- [Pasaje]:
________________________________________

La meditación de Francisco en el encuentro “Sed de paz: religiones y culturas en diálogo”. “Imploran paz  para las víctimas de la guerra, que contaminan los pueblos de odio y la Tierra de armas; imploramos paz para nuestros hermanos y hermanas que viven bajo la amenaza de los bombardeos o son obligados a dejar sus casas y emigrar hacia lo desconocido, despojados de todo”.

Asís (AsiaNews)- Los cristianos sabemos vivir junto “a cuántos hoy viven como crucificados, a cuántos “imploran la paz”, piden ayuda, pero no son escuchados. Es la meditación que el Papa Francisco propuso a los cristianos reunidos en la Basílica inferior de San Francisco para una oración ecuménica. Es el primer momento público de la visita de Francisco al encuentro: “Sed de Paz: religiones y culturas en diálogo”, organizado por la Comunidad de San Egidio, de la diócesis umbría y por las familias Franciscanas en el 30° aniversario de la Jornada mundial de oración por la paz convocada el 27 de octubre de 1986 por Juan Pablo II.

________________________________________

- [Sección de datos]:
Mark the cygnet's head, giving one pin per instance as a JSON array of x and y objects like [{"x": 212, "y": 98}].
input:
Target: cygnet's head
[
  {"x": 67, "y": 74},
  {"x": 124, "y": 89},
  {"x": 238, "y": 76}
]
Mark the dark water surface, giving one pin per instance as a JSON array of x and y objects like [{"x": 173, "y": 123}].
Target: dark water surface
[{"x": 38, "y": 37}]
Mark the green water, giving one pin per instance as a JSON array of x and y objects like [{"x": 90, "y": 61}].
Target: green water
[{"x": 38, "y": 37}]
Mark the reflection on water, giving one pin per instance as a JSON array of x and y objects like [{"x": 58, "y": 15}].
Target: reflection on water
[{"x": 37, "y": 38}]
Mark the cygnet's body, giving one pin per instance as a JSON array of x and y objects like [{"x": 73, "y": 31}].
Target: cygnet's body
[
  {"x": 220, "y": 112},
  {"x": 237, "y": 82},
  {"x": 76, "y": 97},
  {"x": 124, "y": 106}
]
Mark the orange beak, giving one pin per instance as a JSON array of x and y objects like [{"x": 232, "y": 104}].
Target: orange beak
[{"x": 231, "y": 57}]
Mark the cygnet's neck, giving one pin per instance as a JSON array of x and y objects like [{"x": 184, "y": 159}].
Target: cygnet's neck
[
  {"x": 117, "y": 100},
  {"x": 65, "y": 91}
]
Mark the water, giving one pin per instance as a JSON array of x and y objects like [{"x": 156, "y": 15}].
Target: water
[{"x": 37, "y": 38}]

________________________________________

- [Tareas del ejercicio]:
1) Responde según el pasaje:
(a) ¿Hacia dónde son obligados a emigrar los hermanos y hermanas que viven bajo la amenaza de los bombardeos?
(b) ¿En qué basílica estaban reunidos los cristianos para la oración ecuménica?
(c) ¿Quién convocó la Jornada mundial de oración por la paz del 27 de octubre de 1986?
2) Copia el fragmento del pasaje entre "Asís (AsiaNews)- Los" y "Juan Pablo II.", ambos incluidos, cambiando "Basílica inferior" por "Basílica superior".

- [Lista de respuestas]:
1)
(a) Hacia lo desconocido.
(b) En la Basílica inferior de San Francisco.
(c) Juan Pablo II.

2)
Asís (AsiaNews)- Los cristianos sabemos vivir junto “a cuántos hoy viven como crucificados, a cuántos “imploran la paz”, piden ayuda, pero no son escuchados. Es la meditación que el Papa Francisco propuso a los cristianos reunidos en la Basílica superior de San Francisco para una oración ecuménica. Es el primer momento público de la visita de Francisco al encuentro: “Sed de Paz: religiones y culturas en diálogo”, organizado por la Comunidad de San Egidio, de la diócesis umbría y por las familias Franciscanas en el 30° aniversario de la Jornada mundial de oración por la paz convocada el 27 de octubre de 1986 por Juan Pablo II.